> _EXERCISE REQUIREMENTS_
Can you copy the listing below line for line, changing nothing?

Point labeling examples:
.....
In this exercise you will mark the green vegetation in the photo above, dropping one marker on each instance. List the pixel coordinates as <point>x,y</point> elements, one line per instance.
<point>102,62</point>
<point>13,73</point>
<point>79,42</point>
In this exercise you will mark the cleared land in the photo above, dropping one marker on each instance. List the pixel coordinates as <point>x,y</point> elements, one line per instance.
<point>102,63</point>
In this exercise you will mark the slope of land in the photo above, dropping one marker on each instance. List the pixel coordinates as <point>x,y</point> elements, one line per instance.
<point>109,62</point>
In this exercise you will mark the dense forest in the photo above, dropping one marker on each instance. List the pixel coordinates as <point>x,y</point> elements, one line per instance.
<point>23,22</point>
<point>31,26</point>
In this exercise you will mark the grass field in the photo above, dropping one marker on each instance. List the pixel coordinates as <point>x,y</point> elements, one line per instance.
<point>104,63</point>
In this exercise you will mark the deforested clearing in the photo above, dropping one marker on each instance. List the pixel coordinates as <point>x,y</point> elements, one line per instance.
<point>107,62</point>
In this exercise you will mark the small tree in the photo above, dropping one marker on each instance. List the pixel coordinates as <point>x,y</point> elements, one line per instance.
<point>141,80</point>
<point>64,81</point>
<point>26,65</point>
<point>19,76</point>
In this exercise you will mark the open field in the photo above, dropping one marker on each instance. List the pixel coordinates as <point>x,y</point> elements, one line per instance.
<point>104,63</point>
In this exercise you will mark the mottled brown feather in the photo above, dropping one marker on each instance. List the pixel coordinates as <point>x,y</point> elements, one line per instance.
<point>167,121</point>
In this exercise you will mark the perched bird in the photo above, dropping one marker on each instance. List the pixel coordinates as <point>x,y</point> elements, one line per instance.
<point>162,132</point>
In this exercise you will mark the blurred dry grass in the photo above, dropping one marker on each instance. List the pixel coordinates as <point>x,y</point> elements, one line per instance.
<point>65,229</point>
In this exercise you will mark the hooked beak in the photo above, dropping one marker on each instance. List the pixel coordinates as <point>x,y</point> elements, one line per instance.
.....
> _SOLVED PROBLEM_
In this exercise you will mark the green vegetation in the photo above, dropping one marker on each instance. List the pixel coordinates as <point>x,y</point> elements, one line per instance.
<point>102,62</point>
<point>13,73</point>
<point>79,42</point>
In this exercise you will mark the cleared land in the photo above, dropping one marker on each instance. List the pixel coordinates as <point>x,y</point> elements, one line per instance.
<point>102,63</point>
In this exercise you will mark the slope of land in the photo above, dropping one marker on each instance. List the pixel coordinates as <point>x,y</point> elements, one line per instance.
<point>109,62</point>
In this exercise you will mark the dense forest in the photo above, dropping one marker on each instance. List the pixel coordinates as <point>x,y</point> elements, one line per instance.
<point>23,22</point>
<point>31,26</point>
In this exercise you will mark the grass field in the photo above, dropping one marker on each instance. List the pixel coordinates as <point>x,y</point> elements, one line per instance.
<point>104,63</point>
In this exercise you will mark the deforested clearing in the photo above, dropping one marker on each instance. List the pixel coordinates as <point>x,y</point> elements, one line per instance.
<point>107,62</point>
In this exercise you will mark the small tree in the photo above, dropping one marker on each instance. List the pixel coordinates as <point>x,y</point> elements, one line per instance.
<point>141,80</point>
<point>64,81</point>
<point>26,65</point>
<point>19,76</point>
In this exercise you will mark the open field in the photo above, dropping one marker on each instance. List the pixel coordinates as <point>x,y</point> elements, one line per instance.
<point>104,63</point>
In this exercise you will mark the mottled brown feather in the photo above, dropping one marker on each instance. List the pixel coordinates as <point>x,y</point> elements, one line per instance.
<point>167,121</point>
In this exercise you will mark the perched bird in the photo above, dropping one marker on each instance. List the pixel coordinates as <point>x,y</point> elements, one line per instance.
<point>162,132</point>
In this exercise you will mark the blurred dry grass in the photo above, dropping one marker on each instance. List the pixel coordinates as <point>x,y</point> elements, one line per instance.
<point>65,229</point>
In this exercise you will mark the hooked beak in the photo above, dropping one marker on each instance. List the pixel coordinates as <point>x,y</point> elements, one line per instance.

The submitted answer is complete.